● Exercise goal: Render every line of the records below as a single numbered list that runs continuously across all records, omitting blank lines.

● Materials provided:
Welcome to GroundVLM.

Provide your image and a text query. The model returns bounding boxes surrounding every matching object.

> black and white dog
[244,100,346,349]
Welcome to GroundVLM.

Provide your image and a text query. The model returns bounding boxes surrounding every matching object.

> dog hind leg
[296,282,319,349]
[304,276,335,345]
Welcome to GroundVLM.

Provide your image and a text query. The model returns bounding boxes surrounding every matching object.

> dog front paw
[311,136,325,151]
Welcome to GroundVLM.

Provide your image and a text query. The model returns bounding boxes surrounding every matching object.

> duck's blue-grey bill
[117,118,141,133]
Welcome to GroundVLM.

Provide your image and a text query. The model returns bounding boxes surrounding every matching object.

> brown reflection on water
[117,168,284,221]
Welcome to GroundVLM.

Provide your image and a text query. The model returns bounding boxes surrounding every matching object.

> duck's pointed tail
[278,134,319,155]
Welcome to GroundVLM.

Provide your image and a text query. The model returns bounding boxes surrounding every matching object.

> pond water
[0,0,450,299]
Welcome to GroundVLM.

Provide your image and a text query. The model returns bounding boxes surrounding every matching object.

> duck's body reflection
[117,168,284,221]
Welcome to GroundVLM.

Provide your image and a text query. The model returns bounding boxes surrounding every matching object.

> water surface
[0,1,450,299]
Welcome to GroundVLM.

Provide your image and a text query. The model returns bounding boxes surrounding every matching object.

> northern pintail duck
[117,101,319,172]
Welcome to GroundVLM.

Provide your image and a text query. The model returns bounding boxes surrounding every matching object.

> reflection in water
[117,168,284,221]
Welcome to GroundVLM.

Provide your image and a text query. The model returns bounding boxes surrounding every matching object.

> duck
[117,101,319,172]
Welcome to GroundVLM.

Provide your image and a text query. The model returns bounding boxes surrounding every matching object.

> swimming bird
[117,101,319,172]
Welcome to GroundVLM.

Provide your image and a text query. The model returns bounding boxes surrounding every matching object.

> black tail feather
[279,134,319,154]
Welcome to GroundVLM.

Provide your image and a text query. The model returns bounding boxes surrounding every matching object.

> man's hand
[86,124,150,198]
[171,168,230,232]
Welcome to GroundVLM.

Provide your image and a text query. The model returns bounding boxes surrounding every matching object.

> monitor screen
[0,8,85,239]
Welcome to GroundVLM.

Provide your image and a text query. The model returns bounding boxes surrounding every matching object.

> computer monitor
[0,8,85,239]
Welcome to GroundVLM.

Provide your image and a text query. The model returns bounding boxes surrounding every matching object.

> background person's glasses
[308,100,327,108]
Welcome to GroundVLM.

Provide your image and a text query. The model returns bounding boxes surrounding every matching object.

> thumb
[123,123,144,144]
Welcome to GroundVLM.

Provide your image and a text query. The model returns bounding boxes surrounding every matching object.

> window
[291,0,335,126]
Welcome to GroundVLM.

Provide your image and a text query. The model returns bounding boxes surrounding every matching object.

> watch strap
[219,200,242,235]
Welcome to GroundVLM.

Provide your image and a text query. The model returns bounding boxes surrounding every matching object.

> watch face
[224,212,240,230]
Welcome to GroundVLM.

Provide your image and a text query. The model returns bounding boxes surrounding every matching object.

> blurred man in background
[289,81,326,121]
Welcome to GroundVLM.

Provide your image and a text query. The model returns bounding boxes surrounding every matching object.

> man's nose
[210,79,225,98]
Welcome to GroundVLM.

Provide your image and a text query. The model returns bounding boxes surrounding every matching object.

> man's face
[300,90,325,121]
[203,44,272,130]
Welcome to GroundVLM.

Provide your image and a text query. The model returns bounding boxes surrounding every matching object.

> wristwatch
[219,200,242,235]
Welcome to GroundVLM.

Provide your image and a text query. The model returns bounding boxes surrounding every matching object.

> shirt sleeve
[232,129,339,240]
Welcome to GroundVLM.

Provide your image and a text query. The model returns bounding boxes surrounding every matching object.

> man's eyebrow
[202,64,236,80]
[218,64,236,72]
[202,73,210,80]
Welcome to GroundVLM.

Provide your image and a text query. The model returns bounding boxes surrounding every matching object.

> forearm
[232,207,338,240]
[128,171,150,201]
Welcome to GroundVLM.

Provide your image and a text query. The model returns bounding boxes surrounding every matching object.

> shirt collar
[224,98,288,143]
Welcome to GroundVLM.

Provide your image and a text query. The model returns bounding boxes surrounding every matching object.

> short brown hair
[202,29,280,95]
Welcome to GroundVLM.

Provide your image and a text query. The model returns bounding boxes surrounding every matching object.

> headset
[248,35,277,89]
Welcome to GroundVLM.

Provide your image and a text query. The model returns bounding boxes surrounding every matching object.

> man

● Written solution:
1. Welcome to GroundVLM.
2. Provide your image and a text query. The model returns bounding boxes surrounding every matching object.
3. > black and white dog
4. [244,100,346,349]
5. Welcome to GroundVLM.
6. Provide your image and a text query. The model returns bounding boxes surrounding every matching object.
7. > dog hind leg
8. [296,282,319,349]
9. [304,276,335,345]
10. Welcome to GroundVLM.
11. Provide your image and a text query. The model returns bounding boxes surrounding every matching object.
12. > dog front paw
13. [311,136,325,151]
14. Welcome to GroundVLM.
15. Provide your image and a text query. The model returns bounding boxes surrounding every matching object.
16. > duck's blue-grey bill
17. [117,118,141,133]
18. Welcome to GroundVLM.
19. Provide your image and a text query. The model returns bounding boxes surrounding every matching object.
20. > brown reflection on water
21. [117,168,284,221]
22. Welcome to GroundVLM.
23. Provide your image and a text query. The model returns bounding boxes surrounding every matching object.
24. > duck's pointed tail
25. [278,134,319,155]
26. Welcome to GroundVLM.
27. Provide your image and a text query. The model returns bounding boxes surrounding every matching object.
28. > pond water
29. [0,0,450,299]
30. Welcome to GroundVLM.
31. Provide your image and a text query. The model returns bounding boxes surrounding every matching object.
32. > duck's body reflection
33. [117,168,284,221]
34. Welcome to GroundVLM.
35. Provide your image and a text query. The model returns bounding boxes surrounding every matching object.
36. > water surface
37. [0,1,450,299]
38. Welcome to GroundVLM.
39. Provide your image and a text query. The model returns bounding boxes surrounding every matching object.
40. > northern pintail duck
41. [117,101,319,172]
42. Welcome to GroundVLM.
43. Provide your image and a text query. The model returns bounding boxes surrounding every matching object.
44. > reflection in water
45. [117,168,284,221]
46. Welcome to GroundVLM.
47. Provide your image and a text query. The model returns bounding boxes surrounding every matching object.
48. > duck
49. [117,101,319,172]
50. Welcome to GroundVLM.
51. Provide your image and a text query. The model returns bounding boxes surrounding every matching object.
52. > swimming bird
53. [117,101,319,172]
54. Welcome to GroundVLM.
55. Provide your image and a text query. The model returns bounding boxes surrounding every matching object.
56. > black tail feather
57. [279,134,319,154]
58. Welcome to GroundVLM.
59. Provide your image and a text query. The model returns bounding boxes surrounding every matching object.
60. > man's hand
61. [86,124,150,198]
62. [171,168,230,232]
63. Welcome to GroundVLM.
64. Provide your image and a text query. The model returns bounding boxes surrounding every matching object.
65. > monitor screen
66. [0,8,85,239]
67. Welcome to GroundVLM.
68. Provide your image and a text query. The model returns bounding boxes surrounding every matching object.
69. > computer monitor
70. [0,8,85,239]
71. Welcome to GroundVLM.
72. Provide your image and a text query. The model returns bounding boxes surrounding every matching object.
73. > background person's glasses
74. [308,100,327,108]
75. Welcome to GroundVLM.
76. Provide your image and a text query. The model returns bounding boxes surrounding every matching object.
77. > thumb
78. [123,123,144,144]
79. Welcome to GroundVLM.
80. Provide your image and a text query. The model returns bounding boxes surrounding every matching object.
81. > window
82. [291,0,335,126]
83. Welcome to GroundVLM.
84. Provide your image and a text query. The model returns bounding boxes surrounding every matching object.
85. > watch strap
86. [219,200,242,235]
87. Welcome to GroundVLM.
88. Provide your image and a text query. The model returns bounding boxes surrounding every matching object.
89. > watch face
90. [224,212,240,230]
91. Welcome to GroundVLM.
92. Provide your image and a text query. The model returns bounding boxes surrounding every matching object.
93. > blurred man in background
94. [289,81,326,121]
95. Welcome to GroundVLM.
96. Provide your image and a text query. The model returns bounding boxes surrounding every matching object.
97. > man's nose
98. [210,79,225,98]
99. Welcome to GroundVLM.
100. Provide your image and a text query. The model returns bounding boxes surrounding every matching object.
101. > man's face
102. [300,90,325,121]
103. [203,44,272,130]
104. Welcome to GroundVLM.
105. Provide your image and a text query. The model returns bounding boxes surrounding every matching object.
106. > wristwatch
107. [219,200,242,235]
108. Welcome to GroundVLM.
109. Provide your image and a text query. The model returns bounding boxes surrounding every matching object.
110. > shirt sleeve
111. [232,129,339,240]
112. Welcome to GroundVLM.
113. Provide your image and a text query. The model returns bounding boxes surrounding every matching object.
114. > man's eyebrow
115. [202,64,236,80]
116. [218,64,236,72]
117. [202,73,210,80]
118. Welcome to GroundVLM.
119. Provide your image and a text query. The model returns bounding boxes surrounding every matching object.
120. > forearm
121. [232,207,338,240]
122. [128,171,150,201]
123. Welcome to GroundVLM.
124. Provide your image and a text query. The model returns bounding boxes surrounding every matching object.
125. > shirt collar
126. [224,98,288,143]
127. Welcome to GroundVLM.
128. Provide your image and a text query. The model returns bounding boxes surrounding every matching object.
129. > short brown hair
130. [202,29,280,95]
131. Welcome to GroundVLM.
132. Provide your image and a text query. The model returns bounding boxes surrounding every matching object.
133. > headset
134. [248,35,277,89]
135. Welcome to GroundVLM.
136. Provide your image and a text query. The model returns bounding boxes surrounding every matching object.
137. > man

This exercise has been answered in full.